___ Quoted passage

Cantor showed that there must always be a subset of $\mathbb{N}$ that isn't represented as a row in the table. That is, such a bijection cannot exist. Even with the very permissive definition of "same size" we use for infinite sets, there are still more subsets of the natural numbers than there are natural numbers.

What is the subset that can't be represented as a row in the table?

Why does this matter to US? Let me ask you two questions:

QUESTION 1: How many syntactically-valid Java program source files are there?

QUESTION 2: How many mathematical functions from non-negative integer inputs to bool outputs are there, assuming your language has unbounded integers?

What is our conclusion?

Try as you might, it is impossible to express all functions of these in any programming language where program texts are finite. So we know that programs in any language must be unable to express some things (indeed, most things). But is there anything that no language can express? Maybe all the things that are inexpressible are things that nobody actually needs or cares about. That would be comforting.

Unfortunately, there are plenty of important ideas that can't be expressed in any finite program. If you're curious about this, you might investigate CSCI 1010. I'm also happy to talk more about it offline. The following (very rough!) notes are meant to sketch one of the most famous problems in this area.

Another Story (OUTLINE)

It's the early 1900's. Hilbert and others: IS MATHEMATICS MECHANIZABLE?

In 30's: Church, Turing, Godel: "No. At least not completely."

Why? A few reasons. Here's a challenge. Write for me a program h(f, v) that accepts two arguments:

• another program; and
• an input to that program.

It must:

• always terminate;
• return true IFF f(v) terminates in finite time;
• return false IFF f(v) does not terminate in finite time

Suppose h exists, and can be embodied in our language. Then consider this program.

______
___ The input

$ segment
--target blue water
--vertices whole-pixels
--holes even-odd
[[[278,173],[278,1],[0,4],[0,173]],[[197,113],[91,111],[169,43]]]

______

▸ **Prompt A**: Could you print the part of the notes on uncountability and computability that runs from "Try as you might, it" up to and including "in this area.", character for character?
▸ **Prompt B**: Can you return every line of the records unchanged, from the first line to the last?

▸ **Correct response A**:
Try as you might, it is impossible to express all functions of these in any programming language where program texts are finite. So we know that programs in any language must be unable to express some things (indeed, most things). But is there anything that no language can express? Maybe all the things that are inexpressible are things that nobody actually needs or cares about. That would be comforting.

Unfortunately, there are plenty of important ideas that can't be expressed in any finite program. If you're curious about this, you might investigate CSCI 1010. I'm also happy to talk more about it offline. The following (very rough!) notes are meant to sketch one of the most famous problems in this area.

▸ **Correct response B**:
$ segment
--target blue water
--vertices whole-pixels
--holes even-odd
[[[278,173],[278,1],[0,4],[0,173]],[[197,113],[91,111],[169,43]]]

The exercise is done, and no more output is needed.